PROBLEM STATEMENT - Rewrite the items below, putting "If possible" in place of each "As a courtesy" and keeping all other text unchanged.
— Begin WORKING DATA —
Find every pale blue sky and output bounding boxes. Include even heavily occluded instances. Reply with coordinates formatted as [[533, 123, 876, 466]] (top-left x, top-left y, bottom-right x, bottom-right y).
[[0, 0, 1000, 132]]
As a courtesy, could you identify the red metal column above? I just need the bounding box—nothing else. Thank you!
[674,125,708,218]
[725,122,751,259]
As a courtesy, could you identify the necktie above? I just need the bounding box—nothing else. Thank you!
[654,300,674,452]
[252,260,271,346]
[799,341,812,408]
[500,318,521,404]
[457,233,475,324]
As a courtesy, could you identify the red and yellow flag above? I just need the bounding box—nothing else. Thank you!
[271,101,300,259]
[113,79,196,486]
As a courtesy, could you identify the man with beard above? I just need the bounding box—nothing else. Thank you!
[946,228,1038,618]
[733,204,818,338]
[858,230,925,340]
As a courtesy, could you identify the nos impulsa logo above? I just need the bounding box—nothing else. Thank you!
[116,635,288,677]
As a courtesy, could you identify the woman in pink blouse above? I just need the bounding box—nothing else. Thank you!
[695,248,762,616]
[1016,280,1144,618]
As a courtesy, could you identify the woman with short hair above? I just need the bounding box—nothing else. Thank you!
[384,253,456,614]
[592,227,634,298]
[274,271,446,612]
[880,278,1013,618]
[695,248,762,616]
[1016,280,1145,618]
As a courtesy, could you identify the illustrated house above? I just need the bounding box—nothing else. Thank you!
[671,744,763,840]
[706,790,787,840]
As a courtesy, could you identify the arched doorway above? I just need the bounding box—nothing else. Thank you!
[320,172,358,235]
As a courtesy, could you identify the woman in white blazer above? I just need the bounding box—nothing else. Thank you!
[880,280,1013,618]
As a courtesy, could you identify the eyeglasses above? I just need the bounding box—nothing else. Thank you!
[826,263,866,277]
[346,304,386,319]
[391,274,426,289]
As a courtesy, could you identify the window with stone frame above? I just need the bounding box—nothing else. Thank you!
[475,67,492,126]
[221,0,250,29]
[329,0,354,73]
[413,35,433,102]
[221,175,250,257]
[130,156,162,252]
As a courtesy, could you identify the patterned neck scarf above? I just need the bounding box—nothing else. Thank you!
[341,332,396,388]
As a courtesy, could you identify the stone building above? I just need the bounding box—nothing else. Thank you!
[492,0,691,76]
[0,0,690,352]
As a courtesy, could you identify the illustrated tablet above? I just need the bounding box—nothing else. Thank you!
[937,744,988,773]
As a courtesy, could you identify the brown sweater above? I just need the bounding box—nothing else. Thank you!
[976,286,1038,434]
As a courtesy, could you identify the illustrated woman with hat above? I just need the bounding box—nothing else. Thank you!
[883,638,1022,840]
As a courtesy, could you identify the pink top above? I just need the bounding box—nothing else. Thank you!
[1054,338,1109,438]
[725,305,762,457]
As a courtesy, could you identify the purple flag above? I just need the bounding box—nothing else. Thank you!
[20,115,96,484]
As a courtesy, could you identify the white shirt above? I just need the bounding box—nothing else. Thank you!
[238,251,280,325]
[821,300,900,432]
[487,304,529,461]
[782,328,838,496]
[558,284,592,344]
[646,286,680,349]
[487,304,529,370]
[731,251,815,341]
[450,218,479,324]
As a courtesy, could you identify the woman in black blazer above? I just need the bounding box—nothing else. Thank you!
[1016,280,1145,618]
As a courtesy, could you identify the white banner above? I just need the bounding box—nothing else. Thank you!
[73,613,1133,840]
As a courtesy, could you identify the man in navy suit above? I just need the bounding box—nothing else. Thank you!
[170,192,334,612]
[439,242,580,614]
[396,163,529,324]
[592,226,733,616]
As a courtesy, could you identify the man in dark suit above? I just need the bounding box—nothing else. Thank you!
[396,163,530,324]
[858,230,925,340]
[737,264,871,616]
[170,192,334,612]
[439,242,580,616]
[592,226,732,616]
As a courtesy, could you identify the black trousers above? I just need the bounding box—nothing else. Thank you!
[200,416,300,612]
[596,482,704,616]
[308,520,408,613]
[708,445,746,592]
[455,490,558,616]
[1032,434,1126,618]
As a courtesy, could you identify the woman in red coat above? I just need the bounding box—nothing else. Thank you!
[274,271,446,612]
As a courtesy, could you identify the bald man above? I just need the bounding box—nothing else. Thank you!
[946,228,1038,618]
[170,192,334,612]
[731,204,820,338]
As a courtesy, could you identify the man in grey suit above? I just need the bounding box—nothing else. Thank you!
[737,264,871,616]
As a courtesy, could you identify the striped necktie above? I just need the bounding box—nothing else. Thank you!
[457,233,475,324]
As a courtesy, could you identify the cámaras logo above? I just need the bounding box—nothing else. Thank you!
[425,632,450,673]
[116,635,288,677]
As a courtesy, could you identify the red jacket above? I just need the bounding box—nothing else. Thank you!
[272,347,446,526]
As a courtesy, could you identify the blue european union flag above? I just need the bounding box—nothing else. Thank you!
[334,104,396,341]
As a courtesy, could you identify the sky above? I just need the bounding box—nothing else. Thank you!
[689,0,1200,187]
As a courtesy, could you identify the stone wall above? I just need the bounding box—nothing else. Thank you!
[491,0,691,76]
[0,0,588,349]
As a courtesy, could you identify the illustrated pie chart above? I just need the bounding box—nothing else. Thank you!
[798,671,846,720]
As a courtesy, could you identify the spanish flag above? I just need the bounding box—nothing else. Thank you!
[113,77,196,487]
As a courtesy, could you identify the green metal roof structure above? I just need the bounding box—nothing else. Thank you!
— End WORKING DATA —
TASK ANSWER -
Find every pale blue sky and output bounding boxes. Include even heavily occluded instances. Reply with coordinates formatted as [[533, 123, 876, 466]] (top-left x, top-left y, bottom-right x, bottom-right y).
[[0, 0, 1000, 132]]
If possible, could you identify the red metal column above? I just need the bounding box—nothing else. Thank you!
[674,125,708,218]
[725,122,751,259]
If possible, could you identify the necktie above? I just need the bounding box—nothing else. Thank you!
[654,300,674,452]
[252,260,271,346]
[799,341,812,408]
[500,318,521,404]
[457,233,475,324]
If possible, could you identify the red and yellow flag above? I just need the bounding box—nothing else. Thank you!
[271,101,300,259]
[113,79,196,486]
If possible, could you identify the man with beard above? I just need the bounding box—nothing else. Thank you!
[946,228,1038,618]
[733,204,818,338]
[858,230,925,340]
If possible, could you identify the nos impulsa logo above? I just need the bounding box—nothing else. Thank you!
[116,635,288,677]
If possible, could you identify the woman in pink blouse above? I just need the bounding box—nothing else. Thank you!
[695,248,762,616]
[1016,280,1144,618]
If possible, could you identify the woman with short hair above? I just need the bounding box—nothing else. Thank you!
[384,253,456,614]
[592,227,634,298]
[274,271,446,612]
[880,278,1013,618]
[695,248,762,616]
[1016,280,1145,618]
If possible, could you identify the illustrated house above? I just need the bounding box—nothing else. Thank you!
[671,744,763,840]
[706,790,787,840]
If possible, could you identify the arched doorway above? I just need the bounding box—nothing else. Thank you!
[320,172,358,235]
If possible, could you identify the woman in white blazer above? I just need the bounding box—nothing else. Thank you!
[880,280,1013,618]
If possible, could you identify the eyeglasses above? I just need the bounding box—nothing else. Thank you!
[826,263,866,277]
[346,304,386,319]
[391,274,426,289]
If possible, could you identify the window with stone frame above? I just need the bounding box—nothing else. Thank you!
[475,67,492,126]
[221,0,250,29]
[329,0,354,73]
[413,35,433,102]
[221,175,250,257]
[130,156,162,252]
If possible, could you identify the patterned neck scarf above? I just need the bounding box—nothing else. Thank you!
[341,332,396,388]
If possible, could you identify the stone building above? I just need the bounding box—nothing else. Thank you!
[492,0,691,76]
[0,0,690,352]
If possible, could you identify the illustrated tablet above? I just need the bounding box—nothing else. Thank you!
[937,744,988,773]
If possible, could you identify the brown sweater above? I just need the bounding box—nothing else. Thank you!
[976,286,1038,434]
If possible, could you identify the illustrated woman with hat above? I just need the bounding box—nothing else. Thank you!
[883,638,1022,840]
If possible, could you identify the pink top above? I just need the bounding box—nothing else. Thank you!
[1054,338,1109,438]
[725,305,762,457]
If possible, could you identify the purple flag above? I just need the bounding box—nothing else. Thank you!
[20,115,96,484]
If possible, could you identify the white shirt above? I just need the bounding box—nothing else. Thank you!
[238,251,280,325]
[821,300,900,432]
[487,304,529,461]
[782,328,838,496]
[558,284,592,344]
[646,286,680,349]
[487,304,529,370]
[731,251,815,341]
[450,218,479,324]
If possible, could you identify the woman in black blazer above? I just need the bounding box—nothing else. Thank you!
[1016,280,1145,618]
If possible, could you identify the white banner above? I just need the bounding box—nothing else. Thank you!
[73,613,1133,840]
If possible, could you identify the man in navy suit above? I just need the bounding box—nothing else. Thank you!
[170,192,334,612]
[439,242,580,614]
[396,163,529,324]
[592,226,733,616]
If possible, could you identify the man in dark suit above? I just need the bounding box—nothing else. Thank you!
[396,163,530,324]
[858,230,925,340]
[737,264,871,616]
[170,192,334,612]
[439,242,580,616]
[592,226,732,616]
If possible, could you identify the black trousers above? I just need the bounding box—nothing else. Thank you!
[200,416,300,612]
[596,482,704,616]
[308,520,408,613]
[708,445,746,592]
[455,490,558,616]
[1032,434,1126,618]
If possible, could you identify the woman in red coat above? I just need the bounding box—nothing else. Thank you!
[274,271,446,612]
If possible, could you identify the bald man above? I just need the bounding box—nothing else. Thank you!
[946,228,1038,618]
[170,192,334,612]
[731,204,820,338]
If possible, could you identify the man in grey suit above? I just need the bounding box—nothing else. Thank you!
[737,264,871,616]
If possible, could you identify the striped necktie above? I just need the bounding box—nothing else. Thank you!
[457,233,475,324]
If possible, could you identify the cámaras logo above? I just need the bounding box—nothing else. Thank you!
[425,632,450,673]
[116,635,288,677]
If possible, could you identify the red jacket above? I just need the bounding box—nothing else. Thank you!
[272,347,446,526]
If possible, could you identify the blue european union flag above? I just need the bounding box—nothing else. Thank you!
[334,104,396,341]
If possible, could you identify the sky above? I just need the bounding box—nothing else. Thank you!
[689,0,1200,187]
If possible, could you identify the stone wall above? I just need the bounding box—nothing else. Thank you!
[491,0,691,76]
[0,0,588,349]
If possible, could you identify the illustrated pie chart above? I just need the bounding box—nothing else. Thank you!
[798,671,846,720]
If possible, could you identify the spanish flag above? I just need the bounding box—nothing else. Thank you!
[113,77,196,487]
If possible, could you identify the green metal roof structure above? I just need the bounding box—nothing else. Thank you!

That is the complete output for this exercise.